■ 課題文
(58)【調査した分野】(Int.Cl.,DB名)
混合ガスに含まれた複数のガスの内、流速を測定しようとする特定ガスが吸収する波長の光を放出する光源と、該放出された光を検出して検出された光量に相応する検出信号を提供する光検出器と、を含む少なくとも一つのガス検知部;
前記流速を測定しようとする特定ガスの濃度を変化させるガス処理部;および
前記ガス検知部から提供された前記検出信号に基づき前記測定しようとする特定ガスの流速を算出する制御部;を含み、
少なくとも一つのガス検知部は、
予め設定された基準の位置から第1位置(L1)に位置し、第1時間(t1)に前記特定ガスが吸収する波長の光を放出し、前記放出された光を検出し、検出された光量に相応する検出信号を提供する第1ガス検知部、
前記予め設定された基準の位置から第2位置(L2)に位置し、第2時間(t2)に前記特定ガスが吸収する波長の光を放出し、前記放出された光を検出し、検出された光量に相応する検出信号を提供する第2ガス検知部、および
前記予め設定された基準の位置から第3位置(L2)に位置し、第3時間(t3)に前記特定ガスが吸収する波長の光を放出し、前記放出された光を検出し、検出された光量に相応する検出信号を提供する第3ガス検知部を含み、
前記制御部は、
前記第1ガス検知部、前記第2ガス検知部および前記第3ガス検知部から各々提供された検出信号に基づき第1速度(v1)、第2速度(v2)、第3速度(v3)を算出し、前記算出された第1速度(v1)、第2速度(v2)、第3速度(v3)に基づき、前記特定ガスの終端速度を測定することを特徴とするガス流速測定装置。
【背景技術】
【0002】
一般的にガス流量の測定はガスの流速を測定し、ガスの単位時間当たりの移動距離を測定して流速を測定した地点での流れの断面積(cross section)を掛け合わせて測定する。また、多種のガスが混在して流れる場合、特定ガスの比率を算出し、計算する。
【0003】
現在、主に使われる流速計の種類としては、差圧式、タービン式、面積式、超音波式および電子式の流速計などがある。

■ 記述課題 1
課題文の「(58)【調査した分野】(Int.Cl.,DB名)」から「特徴とするガス流速測定装置。」まで(両端を含む)を、「制御部」を「演算部」に置き換えて更新した形で書き出してください。
■ 記述課題 2
課題文の「一般的にガス流量の測定は」で始まる段落を、主な事実を残して箇条書きに書き直すこと。

■ 提供資料
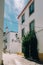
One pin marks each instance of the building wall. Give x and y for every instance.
(38, 17)
(13, 45)
(1, 27)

■ 記述解答 1
(58)【調査した分野】(Int.Cl.,DB名)
混合ガスに含まれた複数のガスの内、流速を測定しようとする特定ガスが吸収する波長の光を放出する光源と、該放出された光を検出して検出された光量に相応する検出信号を提供する光検出器と、を含む少なくとも一つのガス検知部;
前記流速を測定しようとする特定ガスの濃度を変化させるガス処理部;および
前記ガス検知部から提供された前記検出信号に基づき前記測定しようとする特定ガスの流速を算出する演算部;を含み、
少なくとも一つのガス検知部は、
予め設定された基準の位置から第1位置(L1)に位置し、第1時間(t1)に前記特定ガスが吸収する波長の光を放出し、前記放出された光を検出し、検出された光量に相応する検出信号を提供する第1ガス検知部、
前記予め設定された基準の位置から第2位置(L2)に位置し、第2時間(t2)に前記特定ガスが吸収する波長の光を放出し、前記放出された光を検出し、検出された光量に相応する検出信号を提供する第2ガス検知部、および
前記予め設定された基準の位置から第3位置(L2)に位置し、第3時間(t3)に前記特定ガスが吸収する波長の光を放出し、前記放出された光を検出し、検出された光量に相応する検出信号を提供する第3ガス検知部を含み、
前記演算部は、
前記第1ガス検知部、前記第2ガス検知部および前記第3ガス検知部から各々提供された検出信号に基づき第1速度(v1)、第2速度(v2)、第3速度(v3)を算出し、前記算出された第1速度(v1)、第2速度(v2)、第3速度(v3)に基づき、前記特定ガスの終端速度を測定することを特徴とするガス流速測定装置。

■ 記述解答 2
- ガス流量は一般に、ガスの流速(単位時間当たりの移動距離)を測定し、流速を測定した地点での流れの断面積を掛け合わせて測定する。
- 多種のガスが混在して流れる場合は、特定ガスの比率を算出して計算する。